- **Task to complete**
Pictures are to be omitted; everything else in the data must be transcribed exactly.

------

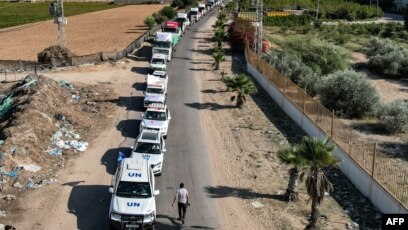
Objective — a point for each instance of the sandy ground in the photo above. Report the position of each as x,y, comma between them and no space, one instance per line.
35,206
107,30
243,150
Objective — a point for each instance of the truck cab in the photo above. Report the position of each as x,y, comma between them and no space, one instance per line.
183,21
150,145
195,14
163,44
174,30
156,117
133,203
155,93
203,9
158,62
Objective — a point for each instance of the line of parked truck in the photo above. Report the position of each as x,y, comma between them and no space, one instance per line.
133,204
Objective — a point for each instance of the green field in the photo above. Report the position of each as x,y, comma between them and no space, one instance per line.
14,14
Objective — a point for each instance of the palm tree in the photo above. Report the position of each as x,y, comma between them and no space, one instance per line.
291,156
218,56
241,85
320,155
219,36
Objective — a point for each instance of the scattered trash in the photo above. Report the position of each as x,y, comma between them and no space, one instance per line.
257,205
66,85
5,106
17,185
9,198
31,168
13,150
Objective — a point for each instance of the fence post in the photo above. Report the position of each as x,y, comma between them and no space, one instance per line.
374,156
332,125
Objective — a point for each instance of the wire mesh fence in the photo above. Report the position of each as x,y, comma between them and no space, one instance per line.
389,172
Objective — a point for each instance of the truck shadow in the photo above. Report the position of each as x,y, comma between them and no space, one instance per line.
90,205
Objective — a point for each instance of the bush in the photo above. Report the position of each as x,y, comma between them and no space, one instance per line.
292,67
322,57
291,20
159,18
348,93
394,116
386,57
168,12
149,21
239,31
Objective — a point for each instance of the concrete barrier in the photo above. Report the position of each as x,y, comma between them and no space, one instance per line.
379,197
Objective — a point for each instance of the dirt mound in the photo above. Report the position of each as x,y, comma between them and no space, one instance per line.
56,56
43,122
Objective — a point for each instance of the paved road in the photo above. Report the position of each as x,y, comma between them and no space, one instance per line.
187,158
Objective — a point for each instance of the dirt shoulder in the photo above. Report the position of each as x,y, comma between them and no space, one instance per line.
108,30
243,145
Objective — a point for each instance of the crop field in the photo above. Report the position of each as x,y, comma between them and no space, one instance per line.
109,30
15,13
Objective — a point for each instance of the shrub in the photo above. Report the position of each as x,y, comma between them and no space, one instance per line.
239,31
291,66
149,21
159,18
394,116
291,20
348,93
168,11
386,57
322,57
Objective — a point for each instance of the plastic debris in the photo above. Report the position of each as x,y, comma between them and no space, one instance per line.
10,198
17,185
5,106
66,85
31,168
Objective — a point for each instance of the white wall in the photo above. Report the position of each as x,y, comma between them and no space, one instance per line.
379,197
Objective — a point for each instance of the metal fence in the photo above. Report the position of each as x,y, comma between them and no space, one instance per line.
389,172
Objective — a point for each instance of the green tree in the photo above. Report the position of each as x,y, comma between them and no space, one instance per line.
218,56
169,12
291,156
149,22
241,85
319,154
219,36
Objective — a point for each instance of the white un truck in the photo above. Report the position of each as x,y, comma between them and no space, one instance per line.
163,44
133,204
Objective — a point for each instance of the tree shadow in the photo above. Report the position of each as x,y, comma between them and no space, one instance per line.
129,128
357,206
90,205
110,158
140,86
243,193
140,70
210,106
144,51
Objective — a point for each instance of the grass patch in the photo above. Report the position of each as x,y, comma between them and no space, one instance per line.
14,14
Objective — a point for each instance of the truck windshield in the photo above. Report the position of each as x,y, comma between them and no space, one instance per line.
160,44
154,115
134,189
157,61
151,148
169,30
155,90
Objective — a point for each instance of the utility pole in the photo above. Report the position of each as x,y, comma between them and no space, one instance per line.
57,10
259,27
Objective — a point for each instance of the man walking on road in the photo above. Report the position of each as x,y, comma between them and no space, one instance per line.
183,201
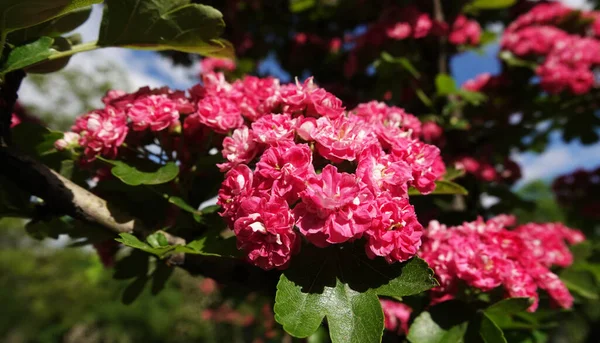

------

- **Answer to this exercise**
Objective — a point for each instance of the sandy ground in the photo above. Report the position of each as x,y, comma between them and no space, one instance per line.
35,206
107,30
243,150
Objective — a point for each instance of the truck cab in the photo above. Report the position of each as x,y, comma between them and no space, one instance per line.
183,21
150,145
195,14
163,44
174,30
156,117
133,203
155,93
203,9
158,62
Objective — a point for each instance of the line of parked truck in the photo above. Report the position of each as x,y, comma between them and no space, one instance per line.
133,204
Objective — a point for each instance of the green field in the photo above. Report the position of each as x,y, comma between them and no space, one instance per line.
14,14
Objective — a point for each instance of the palm tree in the photo above. Report the position of each as x,y, comma between them and no space, one instance per line.
291,156
218,56
241,85
320,155
219,36
Objective — a point for each instance of the scattered trash in the photo above. Report the position of each as x,y, comma between them and no space, one instance per line.
257,205
66,85
5,106
17,185
9,198
31,168
13,150
Objective — a point for each instance of the fence post in the photo above. Report the position of each as x,y, comma between them and no space, one instance per line.
374,156
332,125
Objective — a point for each instance of the wire mesh fence in the photo above. Report the position of each as x,y, comma between them and no space, one instance per line.
389,172
Objective — a point for each instance of the truck shadow in the photo above. Report the position of each as x,y, comma between them and no space, one instance per line.
90,205
Objective — a point for each instance of the bush in the photo above. Report the position of each as x,y, comma between them and no space, one instance per line.
292,67
322,57
291,20
159,18
348,93
394,116
386,57
168,12
149,21
239,31
Objective — a point for each instance of the concrete barrier in the photo above. Report the position of each as x,y, comma between them and no space, one instance per line.
379,197
Objective — a point for each instance of the dirt mound in the photo above. Report the position of each as x,y, comma between them and no space, one instance per line.
56,56
43,122
Objective — a point for each instance of the paved road in the photo above. Report the position of each as x,y, comma between them and no space, one instance per line.
187,158
Objective — a point for each instance of the dirt shoulder in the photo above. Report the position of each as x,y, comma between them and no space, one instance per line.
108,30
243,145
Objective — a point for each instance of the crop field in the photo above. Report the position of each as x,y, comma between them and no space, one instance per line.
109,30
15,13
Objective — a point for each instance of the shrub in the photo above. Report the position of each as x,y, comma between them and no space, one instance per line.
239,31
291,66
149,21
159,18
394,116
291,20
348,93
168,11
386,57
322,57
Objective — a point for each instance of the plastic debris in the photo above. Report the position of each as x,y, comma between them and no space, one instance per line.
10,198
17,185
5,106
66,85
31,168
Objective — a point for each instance of the white wall in the photo above. Report the position of each as x,y, comma between them and no space, one instance per line.
379,197
Objective — a point for each instance of the metal fence in the photo above. Report the position of each as x,y, comma between them and no space, one instance per line.
389,172
Objective — a point for each instance of the green tree in the photo above. Report the position of each as x,y, comma between them and no space, one instance per line.
218,56
169,12
291,156
149,22
241,85
319,154
219,36
Objective — a point for each instance of the white un truck in the photo above. Report the position of each as x,y, comma between them and no space, one instance per line.
163,44
133,204
Objective — a point for each instance of the tree shadow in the photo above. Report the position of each as x,y, comma between them and no space, one instance per line.
129,128
357,206
90,205
110,158
140,86
243,193
140,70
210,106
144,51
Objective — a point for each instance of the grass patch in the photo above. Report the position of each as x,y, comma between them and no space, one instance per line.
14,14
Objective — a point for each instance of the truck windshield in the photo above. Report the position of each as x,y, comma between them and no space, one instance per line.
160,44
154,115
134,189
157,61
151,148
169,30
155,90
Objective — a point for each instance of the utility pole in the photo above. Report the position of each as x,y, comma between them and no space, one instance per line.
57,10
259,27
Objective — a point for each instance of the man walking on road in the photo above. Report the position of each as x,y, comma between them and no space, one instance per line.
183,201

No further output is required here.